* WHAT THE TASK ASKS *
Beginning with the first entry, set down each one exactly as shown.

* SUPPLIED DATA *
--*--

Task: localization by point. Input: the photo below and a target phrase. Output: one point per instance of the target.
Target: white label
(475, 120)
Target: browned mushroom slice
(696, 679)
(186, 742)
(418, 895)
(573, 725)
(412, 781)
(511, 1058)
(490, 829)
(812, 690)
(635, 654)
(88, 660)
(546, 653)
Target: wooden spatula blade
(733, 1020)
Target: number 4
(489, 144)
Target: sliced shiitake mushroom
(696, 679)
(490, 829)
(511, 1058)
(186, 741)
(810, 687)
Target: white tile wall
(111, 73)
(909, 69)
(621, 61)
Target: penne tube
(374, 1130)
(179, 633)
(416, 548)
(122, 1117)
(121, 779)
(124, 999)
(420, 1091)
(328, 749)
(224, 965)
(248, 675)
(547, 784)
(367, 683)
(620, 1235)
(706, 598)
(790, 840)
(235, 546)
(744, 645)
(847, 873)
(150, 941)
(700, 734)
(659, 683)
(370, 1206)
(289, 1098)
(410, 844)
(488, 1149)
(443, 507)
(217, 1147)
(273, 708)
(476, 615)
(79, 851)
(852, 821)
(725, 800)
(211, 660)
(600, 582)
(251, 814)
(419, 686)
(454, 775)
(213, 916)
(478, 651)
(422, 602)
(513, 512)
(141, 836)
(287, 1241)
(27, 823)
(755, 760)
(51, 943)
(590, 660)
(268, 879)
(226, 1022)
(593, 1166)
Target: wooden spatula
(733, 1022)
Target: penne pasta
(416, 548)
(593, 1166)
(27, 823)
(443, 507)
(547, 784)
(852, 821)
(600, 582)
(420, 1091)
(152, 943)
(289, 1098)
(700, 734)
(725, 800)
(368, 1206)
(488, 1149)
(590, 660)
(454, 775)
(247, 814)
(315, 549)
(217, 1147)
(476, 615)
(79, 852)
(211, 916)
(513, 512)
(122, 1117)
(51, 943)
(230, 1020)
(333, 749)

--*--

* TASK OUTPUT *
Task: localization by point. Input: the photo below and a target phrase. Output: one point per instance of the target.
Target: white label
(475, 120)
Target: browned mushroom slice
(696, 679)
(186, 742)
(418, 895)
(573, 725)
(412, 781)
(511, 1058)
(490, 829)
(812, 690)
(635, 654)
(88, 660)
(546, 653)
Target: wooden spatula blade
(733, 1020)
Target: number 4
(489, 144)
Target: sliced shiitake mushroom
(696, 679)
(490, 829)
(511, 1058)
(186, 741)
(810, 687)
Target: white tile wall
(111, 73)
(909, 69)
(621, 61)
Target: penne tube
(374, 1130)
(179, 633)
(416, 548)
(122, 1117)
(121, 779)
(124, 999)
(420, 1091)
(328, 749)
(224, 965)
(248, 675)
(547, 784)
(367, 683)
(620, 1235)
(706, 598)
(790, 840)
(235, 546)
(744, 645)
(847, 873)
(150, 941)
(700, 734)
(659, 683)
(370, 1206)
(289, 1098)
(410, 844)
(488, 1149)
(443, 507)
(217, 1147)
(273, 708)
(476, 615)
(79, 851)
(852, 821)
(725, 800)
(211, 660)
(600, 582)
(251, 814)
(419, 686)
(454, 775)
(213, 916)
(478, 651)
(422, 602)
(513, 512)
(141, 836)
(287, 1241)
(27, 823)
(755, 760)
(51, 943)
(590, 660)
(268, 879)
(226, 1022)
(593, 1166)
Target: wooden spatula
(733, 1022)
Target: penne pasta
(416, 548)
(593, 1166)
(27, 823)
(443, 507)
(547, 784)
(852, 821)
(600, 582)
(420, 1091)
(152, 943)
(289, 1098)
(700, 734)
(725, 800)
(368, 1206)
(488, 1149)
(590, 660)
(454, 775)
(247, 814)
(315, 549)
(217, 1147)
(476, 615)
(79, 852)
(211, 916)
(513, 512)
(122, 1117)
(51, 943)
(230, 1020)
(333, 749)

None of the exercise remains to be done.